WORK INSTRUCTIONS
Find the line that contains "Identify the beige jacket". Then set down that line and all the lines after it, to the end of the records, exactly and with nothing added.

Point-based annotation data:
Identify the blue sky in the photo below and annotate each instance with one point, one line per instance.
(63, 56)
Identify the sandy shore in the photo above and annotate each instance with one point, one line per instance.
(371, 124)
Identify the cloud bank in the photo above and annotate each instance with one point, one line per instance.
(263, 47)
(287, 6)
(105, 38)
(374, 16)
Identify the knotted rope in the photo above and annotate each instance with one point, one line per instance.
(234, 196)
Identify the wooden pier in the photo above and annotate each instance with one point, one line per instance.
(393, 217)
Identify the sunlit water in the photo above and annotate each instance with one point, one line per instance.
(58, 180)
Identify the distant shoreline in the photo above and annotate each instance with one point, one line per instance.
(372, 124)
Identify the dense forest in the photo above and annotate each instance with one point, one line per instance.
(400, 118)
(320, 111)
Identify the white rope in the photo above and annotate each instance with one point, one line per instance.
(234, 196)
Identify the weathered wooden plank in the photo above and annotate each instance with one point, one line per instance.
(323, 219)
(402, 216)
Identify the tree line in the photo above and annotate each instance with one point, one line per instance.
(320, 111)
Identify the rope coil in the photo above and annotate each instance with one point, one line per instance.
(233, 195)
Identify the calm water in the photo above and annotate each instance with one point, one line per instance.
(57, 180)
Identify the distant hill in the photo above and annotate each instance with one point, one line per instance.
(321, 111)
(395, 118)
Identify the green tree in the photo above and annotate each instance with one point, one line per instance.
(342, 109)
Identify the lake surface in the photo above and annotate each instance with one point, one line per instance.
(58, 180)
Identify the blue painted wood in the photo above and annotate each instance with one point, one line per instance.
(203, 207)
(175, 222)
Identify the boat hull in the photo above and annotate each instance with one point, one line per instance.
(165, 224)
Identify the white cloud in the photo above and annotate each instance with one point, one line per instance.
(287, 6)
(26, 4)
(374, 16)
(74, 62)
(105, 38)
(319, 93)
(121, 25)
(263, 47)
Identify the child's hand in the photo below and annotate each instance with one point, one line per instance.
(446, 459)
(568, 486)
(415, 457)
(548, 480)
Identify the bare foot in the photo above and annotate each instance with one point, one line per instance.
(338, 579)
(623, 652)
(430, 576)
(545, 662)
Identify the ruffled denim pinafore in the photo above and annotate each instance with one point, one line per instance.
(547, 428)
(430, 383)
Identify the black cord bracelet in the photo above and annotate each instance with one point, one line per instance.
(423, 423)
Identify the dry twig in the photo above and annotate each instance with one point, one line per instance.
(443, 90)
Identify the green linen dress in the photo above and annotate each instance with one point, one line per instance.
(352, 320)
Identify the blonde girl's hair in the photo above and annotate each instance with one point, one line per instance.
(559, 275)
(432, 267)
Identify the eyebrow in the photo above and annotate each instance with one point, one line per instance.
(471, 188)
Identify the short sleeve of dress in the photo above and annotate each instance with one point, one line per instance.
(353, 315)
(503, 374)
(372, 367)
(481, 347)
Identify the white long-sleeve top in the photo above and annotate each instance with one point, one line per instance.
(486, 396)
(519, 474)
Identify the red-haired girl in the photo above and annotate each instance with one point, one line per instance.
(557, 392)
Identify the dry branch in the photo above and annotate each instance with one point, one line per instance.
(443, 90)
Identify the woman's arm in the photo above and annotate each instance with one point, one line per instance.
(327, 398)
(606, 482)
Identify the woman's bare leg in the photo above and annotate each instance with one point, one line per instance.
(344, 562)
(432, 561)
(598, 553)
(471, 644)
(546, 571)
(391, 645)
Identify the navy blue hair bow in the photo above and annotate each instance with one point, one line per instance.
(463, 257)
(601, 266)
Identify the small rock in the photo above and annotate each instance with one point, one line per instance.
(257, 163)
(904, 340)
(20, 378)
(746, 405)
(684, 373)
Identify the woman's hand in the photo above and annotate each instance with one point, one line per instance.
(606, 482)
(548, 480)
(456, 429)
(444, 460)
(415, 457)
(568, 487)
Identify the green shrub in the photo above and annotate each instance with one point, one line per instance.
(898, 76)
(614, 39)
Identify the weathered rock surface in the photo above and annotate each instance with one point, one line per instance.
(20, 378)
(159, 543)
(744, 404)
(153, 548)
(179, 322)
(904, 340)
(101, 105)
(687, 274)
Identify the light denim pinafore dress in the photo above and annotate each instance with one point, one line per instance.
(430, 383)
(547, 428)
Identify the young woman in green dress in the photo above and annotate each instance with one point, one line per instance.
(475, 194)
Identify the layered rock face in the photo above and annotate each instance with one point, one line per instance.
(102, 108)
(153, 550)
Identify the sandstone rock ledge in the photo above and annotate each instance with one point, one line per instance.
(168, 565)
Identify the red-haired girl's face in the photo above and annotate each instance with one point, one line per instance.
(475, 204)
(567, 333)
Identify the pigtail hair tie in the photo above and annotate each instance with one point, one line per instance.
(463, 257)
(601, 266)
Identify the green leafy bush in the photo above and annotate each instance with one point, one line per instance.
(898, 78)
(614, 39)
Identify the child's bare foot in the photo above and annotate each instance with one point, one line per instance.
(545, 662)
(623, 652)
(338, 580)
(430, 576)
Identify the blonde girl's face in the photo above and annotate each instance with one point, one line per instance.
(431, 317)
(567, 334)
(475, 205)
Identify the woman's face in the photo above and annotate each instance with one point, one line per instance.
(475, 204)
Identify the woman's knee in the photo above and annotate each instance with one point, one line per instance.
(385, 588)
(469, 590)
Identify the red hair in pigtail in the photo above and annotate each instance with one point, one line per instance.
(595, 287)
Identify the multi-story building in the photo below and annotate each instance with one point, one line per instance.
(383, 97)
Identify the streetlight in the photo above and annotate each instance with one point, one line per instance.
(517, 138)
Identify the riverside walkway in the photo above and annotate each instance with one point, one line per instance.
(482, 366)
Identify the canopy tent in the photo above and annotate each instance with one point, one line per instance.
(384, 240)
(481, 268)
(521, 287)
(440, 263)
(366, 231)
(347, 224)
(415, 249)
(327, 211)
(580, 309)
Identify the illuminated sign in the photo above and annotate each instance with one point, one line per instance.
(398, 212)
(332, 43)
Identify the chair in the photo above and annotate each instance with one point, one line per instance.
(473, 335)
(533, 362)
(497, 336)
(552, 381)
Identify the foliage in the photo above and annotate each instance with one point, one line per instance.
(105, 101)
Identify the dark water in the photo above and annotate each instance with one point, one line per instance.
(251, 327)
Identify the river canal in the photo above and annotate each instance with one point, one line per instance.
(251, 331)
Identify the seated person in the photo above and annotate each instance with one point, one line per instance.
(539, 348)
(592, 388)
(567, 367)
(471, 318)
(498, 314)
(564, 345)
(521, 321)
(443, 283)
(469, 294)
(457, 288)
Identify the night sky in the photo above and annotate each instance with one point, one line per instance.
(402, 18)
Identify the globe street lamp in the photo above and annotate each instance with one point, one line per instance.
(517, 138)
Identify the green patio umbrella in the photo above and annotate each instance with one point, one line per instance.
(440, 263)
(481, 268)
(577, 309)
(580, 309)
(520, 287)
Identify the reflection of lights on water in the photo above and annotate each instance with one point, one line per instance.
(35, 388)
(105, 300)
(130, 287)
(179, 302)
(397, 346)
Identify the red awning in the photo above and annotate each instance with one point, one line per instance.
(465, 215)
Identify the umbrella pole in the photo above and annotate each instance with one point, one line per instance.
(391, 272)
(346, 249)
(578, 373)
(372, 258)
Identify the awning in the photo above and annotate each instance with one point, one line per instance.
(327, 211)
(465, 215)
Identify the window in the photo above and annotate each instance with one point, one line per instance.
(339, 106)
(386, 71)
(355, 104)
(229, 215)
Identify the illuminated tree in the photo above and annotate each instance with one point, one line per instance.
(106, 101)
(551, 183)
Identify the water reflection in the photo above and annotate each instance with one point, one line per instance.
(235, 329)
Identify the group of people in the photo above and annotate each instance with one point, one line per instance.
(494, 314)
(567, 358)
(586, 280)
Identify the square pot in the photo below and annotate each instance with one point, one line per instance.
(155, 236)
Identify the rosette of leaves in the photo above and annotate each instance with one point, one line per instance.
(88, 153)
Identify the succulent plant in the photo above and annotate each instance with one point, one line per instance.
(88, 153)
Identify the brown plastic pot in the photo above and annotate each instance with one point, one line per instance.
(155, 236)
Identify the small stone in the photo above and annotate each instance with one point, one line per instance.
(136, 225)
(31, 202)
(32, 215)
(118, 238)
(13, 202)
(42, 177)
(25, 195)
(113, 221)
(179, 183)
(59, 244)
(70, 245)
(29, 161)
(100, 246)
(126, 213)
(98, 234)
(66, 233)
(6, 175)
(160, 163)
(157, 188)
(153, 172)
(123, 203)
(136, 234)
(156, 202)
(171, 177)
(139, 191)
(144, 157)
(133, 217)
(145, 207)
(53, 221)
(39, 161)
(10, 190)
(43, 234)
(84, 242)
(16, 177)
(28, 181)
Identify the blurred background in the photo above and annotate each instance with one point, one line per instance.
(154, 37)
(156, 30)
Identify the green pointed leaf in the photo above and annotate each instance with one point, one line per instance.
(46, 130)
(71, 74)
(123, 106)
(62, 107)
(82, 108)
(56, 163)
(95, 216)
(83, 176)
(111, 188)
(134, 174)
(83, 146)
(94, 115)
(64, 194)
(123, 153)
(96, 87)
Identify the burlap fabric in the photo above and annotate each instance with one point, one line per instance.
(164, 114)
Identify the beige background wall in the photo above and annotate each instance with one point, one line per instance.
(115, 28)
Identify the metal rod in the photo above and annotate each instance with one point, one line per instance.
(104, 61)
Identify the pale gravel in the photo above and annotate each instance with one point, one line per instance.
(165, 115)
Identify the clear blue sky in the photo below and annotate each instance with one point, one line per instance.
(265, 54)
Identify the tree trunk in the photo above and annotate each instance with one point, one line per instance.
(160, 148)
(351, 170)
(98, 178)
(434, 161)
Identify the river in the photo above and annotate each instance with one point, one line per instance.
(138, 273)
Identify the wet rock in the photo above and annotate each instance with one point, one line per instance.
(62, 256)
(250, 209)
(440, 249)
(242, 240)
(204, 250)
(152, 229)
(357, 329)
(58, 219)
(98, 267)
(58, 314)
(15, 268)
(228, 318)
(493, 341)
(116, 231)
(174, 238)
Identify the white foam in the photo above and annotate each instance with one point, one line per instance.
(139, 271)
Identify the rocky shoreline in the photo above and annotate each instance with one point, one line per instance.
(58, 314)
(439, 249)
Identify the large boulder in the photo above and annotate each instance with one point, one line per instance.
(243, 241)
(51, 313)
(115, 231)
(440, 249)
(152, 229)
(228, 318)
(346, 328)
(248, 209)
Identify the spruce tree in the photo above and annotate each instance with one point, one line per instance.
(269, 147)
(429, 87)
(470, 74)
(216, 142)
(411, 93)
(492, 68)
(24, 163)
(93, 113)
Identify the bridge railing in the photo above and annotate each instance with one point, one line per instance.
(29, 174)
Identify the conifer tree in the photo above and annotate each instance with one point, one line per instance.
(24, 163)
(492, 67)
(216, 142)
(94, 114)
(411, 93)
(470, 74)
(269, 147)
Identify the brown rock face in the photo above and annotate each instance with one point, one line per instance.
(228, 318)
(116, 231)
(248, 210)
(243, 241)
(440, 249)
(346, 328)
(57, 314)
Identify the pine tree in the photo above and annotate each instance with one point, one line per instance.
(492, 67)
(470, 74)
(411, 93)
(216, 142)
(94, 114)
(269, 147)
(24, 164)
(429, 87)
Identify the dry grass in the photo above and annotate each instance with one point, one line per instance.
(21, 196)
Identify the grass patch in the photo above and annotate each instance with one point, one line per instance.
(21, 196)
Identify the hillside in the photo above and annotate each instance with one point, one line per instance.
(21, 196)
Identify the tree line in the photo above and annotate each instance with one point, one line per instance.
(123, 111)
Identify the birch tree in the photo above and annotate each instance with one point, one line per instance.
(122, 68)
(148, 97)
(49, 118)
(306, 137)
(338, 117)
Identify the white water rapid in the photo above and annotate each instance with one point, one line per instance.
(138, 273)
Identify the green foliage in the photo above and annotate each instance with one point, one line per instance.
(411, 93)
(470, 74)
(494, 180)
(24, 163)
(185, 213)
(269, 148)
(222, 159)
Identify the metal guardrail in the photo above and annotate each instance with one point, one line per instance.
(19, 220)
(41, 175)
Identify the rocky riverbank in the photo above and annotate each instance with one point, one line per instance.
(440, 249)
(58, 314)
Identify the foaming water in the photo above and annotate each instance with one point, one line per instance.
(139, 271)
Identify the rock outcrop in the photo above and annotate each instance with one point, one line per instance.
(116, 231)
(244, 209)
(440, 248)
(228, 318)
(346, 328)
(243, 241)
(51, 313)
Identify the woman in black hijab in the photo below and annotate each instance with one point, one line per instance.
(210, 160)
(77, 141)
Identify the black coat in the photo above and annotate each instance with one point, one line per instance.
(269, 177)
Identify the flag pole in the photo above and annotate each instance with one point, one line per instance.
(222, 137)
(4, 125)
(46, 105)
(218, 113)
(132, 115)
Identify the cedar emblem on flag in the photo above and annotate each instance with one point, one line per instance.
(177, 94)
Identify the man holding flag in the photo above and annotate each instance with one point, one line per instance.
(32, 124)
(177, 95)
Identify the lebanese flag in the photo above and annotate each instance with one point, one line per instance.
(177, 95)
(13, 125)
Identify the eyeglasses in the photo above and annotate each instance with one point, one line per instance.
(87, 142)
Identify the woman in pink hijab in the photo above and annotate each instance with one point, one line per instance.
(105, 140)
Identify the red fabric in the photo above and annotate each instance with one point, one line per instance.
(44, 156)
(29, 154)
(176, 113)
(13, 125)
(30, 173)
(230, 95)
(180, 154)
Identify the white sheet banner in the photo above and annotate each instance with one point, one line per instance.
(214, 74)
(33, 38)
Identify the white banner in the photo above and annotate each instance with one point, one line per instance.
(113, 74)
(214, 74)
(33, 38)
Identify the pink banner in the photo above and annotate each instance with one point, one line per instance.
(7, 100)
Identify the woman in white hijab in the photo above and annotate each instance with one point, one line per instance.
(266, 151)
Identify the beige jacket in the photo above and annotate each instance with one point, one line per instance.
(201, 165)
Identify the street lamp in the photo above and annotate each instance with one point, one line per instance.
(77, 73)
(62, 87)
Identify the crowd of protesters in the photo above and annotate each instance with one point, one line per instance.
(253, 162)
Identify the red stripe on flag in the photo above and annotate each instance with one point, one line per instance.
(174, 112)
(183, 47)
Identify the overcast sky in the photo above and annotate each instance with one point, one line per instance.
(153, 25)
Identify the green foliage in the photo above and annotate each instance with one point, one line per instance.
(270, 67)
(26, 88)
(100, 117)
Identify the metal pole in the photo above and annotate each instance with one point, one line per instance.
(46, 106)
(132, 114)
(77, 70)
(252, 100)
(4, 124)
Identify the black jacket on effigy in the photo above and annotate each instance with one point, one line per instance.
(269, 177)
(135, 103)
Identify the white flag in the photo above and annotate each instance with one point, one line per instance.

SOLUTION FOR THIS PROBLEM
Identify the beige jacket in the photo above and annotate each instance with one point, one line per instance.
(201, 165)
Identify the street lamp in the photo above and annotate each instance with one point, one line per instance.
(77, 73)
(62, 87)
Identify the crowd of protesters in the photo above and annotate each instance with one point, one line per instance.
(253, 162)
Identify the red stripe on flag in the photo above and annotate each instance with one point, one line per instance.
(174, 112)
(183, 47)
Identify the overcast sky in the photo above and annotate each instance with one point, one line per instance.
(153, 25)
Identify the green foliage in the photo above and annotate each instance with one point, one line per instance.
(270, 67)
(26, 88)
(100, 117)
Identify the metal pole in the photo above and annotate each instance with one point, one line per instance.
(46, 106)
(132, 114)
(77, 70)
(252, 100)
(4, 124)
Identify the black jacket on effigy in the photo above and annotate each instance with one point, one line per instance.
(269, 177)
(135, 103)
Identify the white flag in the photo above and annotate each instance with one point, one line per instance.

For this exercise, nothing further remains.